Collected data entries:

· · ·

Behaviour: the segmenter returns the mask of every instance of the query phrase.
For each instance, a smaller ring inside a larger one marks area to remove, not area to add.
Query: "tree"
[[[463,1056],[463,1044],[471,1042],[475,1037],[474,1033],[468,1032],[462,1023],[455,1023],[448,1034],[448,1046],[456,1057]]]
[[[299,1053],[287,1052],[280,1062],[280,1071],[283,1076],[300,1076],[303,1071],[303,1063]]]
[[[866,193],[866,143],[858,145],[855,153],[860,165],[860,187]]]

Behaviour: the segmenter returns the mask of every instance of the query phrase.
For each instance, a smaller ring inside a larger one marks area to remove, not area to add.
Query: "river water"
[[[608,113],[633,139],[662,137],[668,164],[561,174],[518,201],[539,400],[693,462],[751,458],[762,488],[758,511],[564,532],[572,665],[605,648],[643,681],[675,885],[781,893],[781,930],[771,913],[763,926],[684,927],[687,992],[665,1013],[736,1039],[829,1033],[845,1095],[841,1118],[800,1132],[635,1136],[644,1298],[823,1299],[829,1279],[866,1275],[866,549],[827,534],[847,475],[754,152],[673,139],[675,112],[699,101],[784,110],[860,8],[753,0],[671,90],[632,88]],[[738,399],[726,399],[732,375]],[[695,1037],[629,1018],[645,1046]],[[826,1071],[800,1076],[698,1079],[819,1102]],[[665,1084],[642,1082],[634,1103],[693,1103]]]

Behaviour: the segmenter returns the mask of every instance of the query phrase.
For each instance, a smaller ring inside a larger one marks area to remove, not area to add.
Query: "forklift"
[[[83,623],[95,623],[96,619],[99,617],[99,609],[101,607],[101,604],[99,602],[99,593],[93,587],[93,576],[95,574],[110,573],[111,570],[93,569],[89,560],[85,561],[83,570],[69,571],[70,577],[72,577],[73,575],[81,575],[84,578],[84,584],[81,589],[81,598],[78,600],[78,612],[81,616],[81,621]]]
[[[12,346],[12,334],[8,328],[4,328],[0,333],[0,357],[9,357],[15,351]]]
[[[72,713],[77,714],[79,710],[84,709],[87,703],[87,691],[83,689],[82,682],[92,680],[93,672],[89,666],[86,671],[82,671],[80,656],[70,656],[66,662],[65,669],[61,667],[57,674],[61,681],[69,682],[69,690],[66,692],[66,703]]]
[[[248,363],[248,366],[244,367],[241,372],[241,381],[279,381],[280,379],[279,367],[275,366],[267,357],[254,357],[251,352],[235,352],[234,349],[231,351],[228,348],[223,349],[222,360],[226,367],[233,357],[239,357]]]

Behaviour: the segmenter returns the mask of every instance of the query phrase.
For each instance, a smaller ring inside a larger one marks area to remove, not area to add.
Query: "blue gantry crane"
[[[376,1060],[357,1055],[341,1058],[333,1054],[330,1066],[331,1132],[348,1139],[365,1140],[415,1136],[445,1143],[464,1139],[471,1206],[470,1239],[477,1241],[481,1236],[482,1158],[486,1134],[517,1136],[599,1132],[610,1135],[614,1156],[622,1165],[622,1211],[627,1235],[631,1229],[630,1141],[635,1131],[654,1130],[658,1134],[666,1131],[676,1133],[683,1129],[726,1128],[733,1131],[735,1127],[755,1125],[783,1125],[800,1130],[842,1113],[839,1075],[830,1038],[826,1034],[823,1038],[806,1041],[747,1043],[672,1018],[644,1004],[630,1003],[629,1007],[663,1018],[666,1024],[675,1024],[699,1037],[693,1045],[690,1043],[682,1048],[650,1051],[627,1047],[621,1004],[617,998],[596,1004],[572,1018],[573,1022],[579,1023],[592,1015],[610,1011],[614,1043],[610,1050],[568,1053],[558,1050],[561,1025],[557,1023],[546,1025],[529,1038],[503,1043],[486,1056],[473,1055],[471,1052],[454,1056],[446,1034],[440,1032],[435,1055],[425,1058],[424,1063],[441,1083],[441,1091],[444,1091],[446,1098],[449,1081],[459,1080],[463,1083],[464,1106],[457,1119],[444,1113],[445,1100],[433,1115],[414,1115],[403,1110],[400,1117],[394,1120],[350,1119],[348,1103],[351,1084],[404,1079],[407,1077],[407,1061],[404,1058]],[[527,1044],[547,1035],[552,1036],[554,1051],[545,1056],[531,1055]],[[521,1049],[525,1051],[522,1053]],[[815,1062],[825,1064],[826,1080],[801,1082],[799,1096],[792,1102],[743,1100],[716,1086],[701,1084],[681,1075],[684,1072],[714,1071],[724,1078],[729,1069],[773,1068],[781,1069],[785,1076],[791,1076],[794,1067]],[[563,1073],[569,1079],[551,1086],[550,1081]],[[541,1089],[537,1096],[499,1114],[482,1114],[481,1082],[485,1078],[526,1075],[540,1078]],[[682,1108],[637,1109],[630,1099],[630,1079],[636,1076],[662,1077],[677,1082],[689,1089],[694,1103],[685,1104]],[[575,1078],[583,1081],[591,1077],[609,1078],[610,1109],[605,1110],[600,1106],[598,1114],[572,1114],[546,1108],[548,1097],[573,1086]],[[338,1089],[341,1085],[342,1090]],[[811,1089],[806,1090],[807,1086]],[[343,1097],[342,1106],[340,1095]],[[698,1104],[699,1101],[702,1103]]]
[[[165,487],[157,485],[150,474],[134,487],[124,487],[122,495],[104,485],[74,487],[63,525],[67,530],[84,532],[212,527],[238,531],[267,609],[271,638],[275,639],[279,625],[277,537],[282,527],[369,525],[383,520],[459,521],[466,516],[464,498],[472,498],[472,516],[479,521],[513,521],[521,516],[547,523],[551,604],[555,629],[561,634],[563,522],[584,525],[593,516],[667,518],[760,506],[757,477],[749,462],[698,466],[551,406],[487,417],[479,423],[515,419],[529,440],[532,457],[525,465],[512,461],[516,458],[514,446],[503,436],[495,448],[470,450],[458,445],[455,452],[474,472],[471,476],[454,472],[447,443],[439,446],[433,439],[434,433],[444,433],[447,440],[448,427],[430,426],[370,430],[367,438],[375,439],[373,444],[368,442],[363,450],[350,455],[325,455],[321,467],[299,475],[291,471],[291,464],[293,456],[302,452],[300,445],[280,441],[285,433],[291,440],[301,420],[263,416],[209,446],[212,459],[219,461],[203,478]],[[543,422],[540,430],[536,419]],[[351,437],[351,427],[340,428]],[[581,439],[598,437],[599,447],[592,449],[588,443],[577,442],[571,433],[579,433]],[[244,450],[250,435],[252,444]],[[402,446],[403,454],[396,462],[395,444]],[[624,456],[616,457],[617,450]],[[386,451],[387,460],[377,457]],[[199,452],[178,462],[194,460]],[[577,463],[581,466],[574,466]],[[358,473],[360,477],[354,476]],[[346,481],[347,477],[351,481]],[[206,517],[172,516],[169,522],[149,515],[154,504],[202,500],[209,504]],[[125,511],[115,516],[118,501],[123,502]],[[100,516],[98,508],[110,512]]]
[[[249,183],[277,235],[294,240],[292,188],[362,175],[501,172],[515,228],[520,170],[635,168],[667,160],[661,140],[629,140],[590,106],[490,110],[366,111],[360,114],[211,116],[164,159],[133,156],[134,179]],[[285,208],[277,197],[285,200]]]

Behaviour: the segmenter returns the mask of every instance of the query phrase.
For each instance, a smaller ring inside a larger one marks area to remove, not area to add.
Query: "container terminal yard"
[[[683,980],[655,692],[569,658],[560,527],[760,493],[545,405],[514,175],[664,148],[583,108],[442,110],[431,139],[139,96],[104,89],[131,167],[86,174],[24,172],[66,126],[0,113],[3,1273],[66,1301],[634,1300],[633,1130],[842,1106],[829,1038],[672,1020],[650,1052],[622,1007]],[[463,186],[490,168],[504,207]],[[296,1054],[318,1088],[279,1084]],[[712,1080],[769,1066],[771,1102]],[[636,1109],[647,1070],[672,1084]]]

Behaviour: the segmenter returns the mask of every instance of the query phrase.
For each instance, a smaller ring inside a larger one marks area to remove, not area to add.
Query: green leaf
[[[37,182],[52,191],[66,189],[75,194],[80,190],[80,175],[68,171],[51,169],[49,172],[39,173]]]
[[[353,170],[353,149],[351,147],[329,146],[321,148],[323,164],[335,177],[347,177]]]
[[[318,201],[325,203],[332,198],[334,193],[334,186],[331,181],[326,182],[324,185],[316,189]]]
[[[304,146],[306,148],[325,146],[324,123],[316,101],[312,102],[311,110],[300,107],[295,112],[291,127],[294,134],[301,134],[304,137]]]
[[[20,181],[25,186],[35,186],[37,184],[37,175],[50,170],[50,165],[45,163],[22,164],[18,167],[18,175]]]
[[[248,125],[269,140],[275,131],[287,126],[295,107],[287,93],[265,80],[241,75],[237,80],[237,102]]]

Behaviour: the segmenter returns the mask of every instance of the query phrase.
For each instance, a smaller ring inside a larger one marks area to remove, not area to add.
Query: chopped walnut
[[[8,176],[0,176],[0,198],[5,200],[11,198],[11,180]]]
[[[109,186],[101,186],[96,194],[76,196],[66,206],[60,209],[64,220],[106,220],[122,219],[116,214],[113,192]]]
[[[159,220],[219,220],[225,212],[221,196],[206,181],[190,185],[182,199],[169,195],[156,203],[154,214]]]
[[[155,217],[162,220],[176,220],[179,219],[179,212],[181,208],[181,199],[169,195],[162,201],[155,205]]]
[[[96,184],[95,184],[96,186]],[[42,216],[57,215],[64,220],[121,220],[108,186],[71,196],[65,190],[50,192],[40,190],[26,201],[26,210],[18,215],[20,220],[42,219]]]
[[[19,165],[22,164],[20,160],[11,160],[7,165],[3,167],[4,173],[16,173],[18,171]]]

· · ·

Task details:
The answer must be the lines from the one containing "Query: green leaf" through the last line of the records, written out exactly; please include nothing more.

Output:
Query: green leaf
[[[37,182],[52,191],[66,189],[75,194],[80,190],[80,175],[68,171],[51,169],[49,172],[39,173]]]
[[[353,170],[353,149],[351,147],[329,146],[321,148],[323,164],[335,177],[347,177]]]
[[[318,201],[325,203],[332,198],[334,193],[334,186],[331,181],[326,182],[324,185],[316,189]]]
[[[304,146],[306,148],[325,146],[324,123],[316,101],[312,102],[311,110],[300,107],[295,112],[291,127],[294,134],[301,134],[304,137]]]
[[[20,181],[25,186],[35,186],[37,184],[37,175],[50,170],[50,165],[45,163],[22,164],[18,167],[18,175]]]
[[[248,125],[269,140],[275,131],[287,126],[295,107],[287,93],[265,80],[241,75],[237,80],[237,102]]]

Behaviour: the segmenter returns the mask of every instance of the query phrase.
For each instance, a smaller ring inside a larger one marks area to remove, not area to add.
Query: chopped walnut
[[[8,176],[0,176],[0,198],[5,200],[11,198],[11,180]]]
[[[109,186],[101,186],[96,194],[76,196],[66,206],[60,209],[64,220],[106,220],[122,219],[116,214],[113,192]]]
[[[159,220],[219,220],[225,212],[221,196],[206,181],[190,185],[182,199],[169,195],[156,203],[154,214]]]
[[[155,217],[162,220],[176,220],[179,219],[179,212],[181,208],[181,199],[169,195],[162,201],[155,205]]]
[[[96,184],[95,184],[96,186]],[[42,216],[57,215],[64,220],[121,220],[108,186],[71,196],[65,190],[50,192],[40,190],[26,201],[26,210],[18,215],[20,220],[42,219]]]
[[[19,165],[22,164],[20,160],[11,160],[7,165],[3,167],[4,173],[16,173],[18,171]]]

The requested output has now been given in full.